DATA EXTRACT>
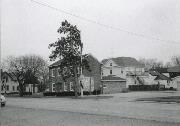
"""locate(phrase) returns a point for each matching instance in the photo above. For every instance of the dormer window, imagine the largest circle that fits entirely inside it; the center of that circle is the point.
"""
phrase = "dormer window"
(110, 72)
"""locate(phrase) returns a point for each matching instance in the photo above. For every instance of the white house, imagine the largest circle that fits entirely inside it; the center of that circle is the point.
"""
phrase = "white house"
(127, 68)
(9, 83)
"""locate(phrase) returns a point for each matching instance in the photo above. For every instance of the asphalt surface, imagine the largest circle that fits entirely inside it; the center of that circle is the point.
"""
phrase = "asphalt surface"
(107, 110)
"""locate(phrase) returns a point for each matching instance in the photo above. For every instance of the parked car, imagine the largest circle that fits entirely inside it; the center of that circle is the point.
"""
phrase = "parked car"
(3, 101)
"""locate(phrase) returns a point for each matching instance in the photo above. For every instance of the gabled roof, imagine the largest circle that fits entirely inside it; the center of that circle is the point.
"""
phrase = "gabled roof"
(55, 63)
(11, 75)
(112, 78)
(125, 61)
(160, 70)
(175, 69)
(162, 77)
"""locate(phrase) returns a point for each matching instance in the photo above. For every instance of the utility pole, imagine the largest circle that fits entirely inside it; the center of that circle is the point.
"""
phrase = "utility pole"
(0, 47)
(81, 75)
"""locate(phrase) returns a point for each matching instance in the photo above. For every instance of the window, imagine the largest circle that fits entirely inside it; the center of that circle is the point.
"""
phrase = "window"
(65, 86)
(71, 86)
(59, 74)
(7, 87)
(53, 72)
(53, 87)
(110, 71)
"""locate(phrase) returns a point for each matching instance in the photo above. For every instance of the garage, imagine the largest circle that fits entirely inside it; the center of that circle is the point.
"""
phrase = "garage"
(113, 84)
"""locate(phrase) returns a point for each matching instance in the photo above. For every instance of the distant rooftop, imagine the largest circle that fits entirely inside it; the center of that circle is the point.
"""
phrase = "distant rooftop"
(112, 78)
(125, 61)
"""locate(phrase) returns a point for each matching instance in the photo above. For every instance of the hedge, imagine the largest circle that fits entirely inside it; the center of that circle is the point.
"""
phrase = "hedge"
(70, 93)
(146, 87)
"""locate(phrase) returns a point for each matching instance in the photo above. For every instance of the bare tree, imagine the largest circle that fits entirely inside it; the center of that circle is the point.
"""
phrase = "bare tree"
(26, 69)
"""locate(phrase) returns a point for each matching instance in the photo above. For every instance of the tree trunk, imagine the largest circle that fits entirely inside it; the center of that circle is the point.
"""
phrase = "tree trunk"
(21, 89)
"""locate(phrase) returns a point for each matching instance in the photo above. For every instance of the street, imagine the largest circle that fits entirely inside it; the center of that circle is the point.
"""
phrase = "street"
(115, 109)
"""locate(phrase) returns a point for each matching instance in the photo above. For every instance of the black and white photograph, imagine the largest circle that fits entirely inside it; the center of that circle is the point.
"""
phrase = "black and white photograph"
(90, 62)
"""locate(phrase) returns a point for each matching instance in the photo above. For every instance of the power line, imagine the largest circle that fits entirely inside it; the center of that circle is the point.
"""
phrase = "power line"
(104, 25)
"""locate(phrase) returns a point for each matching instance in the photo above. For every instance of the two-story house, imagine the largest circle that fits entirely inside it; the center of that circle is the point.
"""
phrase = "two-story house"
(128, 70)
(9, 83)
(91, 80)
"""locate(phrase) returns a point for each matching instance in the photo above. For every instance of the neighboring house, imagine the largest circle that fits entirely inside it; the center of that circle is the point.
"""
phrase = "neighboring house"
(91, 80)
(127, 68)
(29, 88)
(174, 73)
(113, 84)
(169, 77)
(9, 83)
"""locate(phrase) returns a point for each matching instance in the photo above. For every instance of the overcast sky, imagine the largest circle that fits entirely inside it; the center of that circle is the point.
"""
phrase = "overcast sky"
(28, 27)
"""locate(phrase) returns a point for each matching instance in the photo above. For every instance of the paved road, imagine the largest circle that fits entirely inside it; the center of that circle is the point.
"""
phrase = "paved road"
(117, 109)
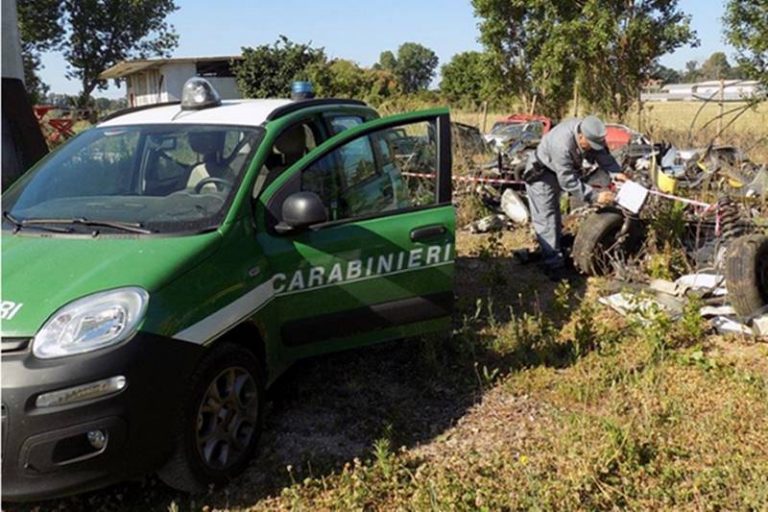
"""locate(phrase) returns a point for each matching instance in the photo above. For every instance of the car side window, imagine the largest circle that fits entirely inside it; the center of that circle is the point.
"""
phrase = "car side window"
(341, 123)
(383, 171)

EXERCISE DIRECTIONS>
Please take the lines from the one with "of the paved" through the end of the records and write them again with "asphalt road" in place of "paved road", changing nothing else. Leave the pictures out.

FINAL ANSWER>
"""locate(phrase) returns a point for each matching instance in the photo above. For every instance of the asphalt road, imagine the largest circle that fits entirely inside it; the center of that circle is the point.
"""
phrase = "asphalt road"
(117, 109)
"""locate(phrase) returns a point for each matching instance in the photo above. For every instance of the car side window, imagine the largest circle that fits entirely inside it; the center of that circle is the point.
"""
phrase = "car side window"
(341, 123)
(383, 171)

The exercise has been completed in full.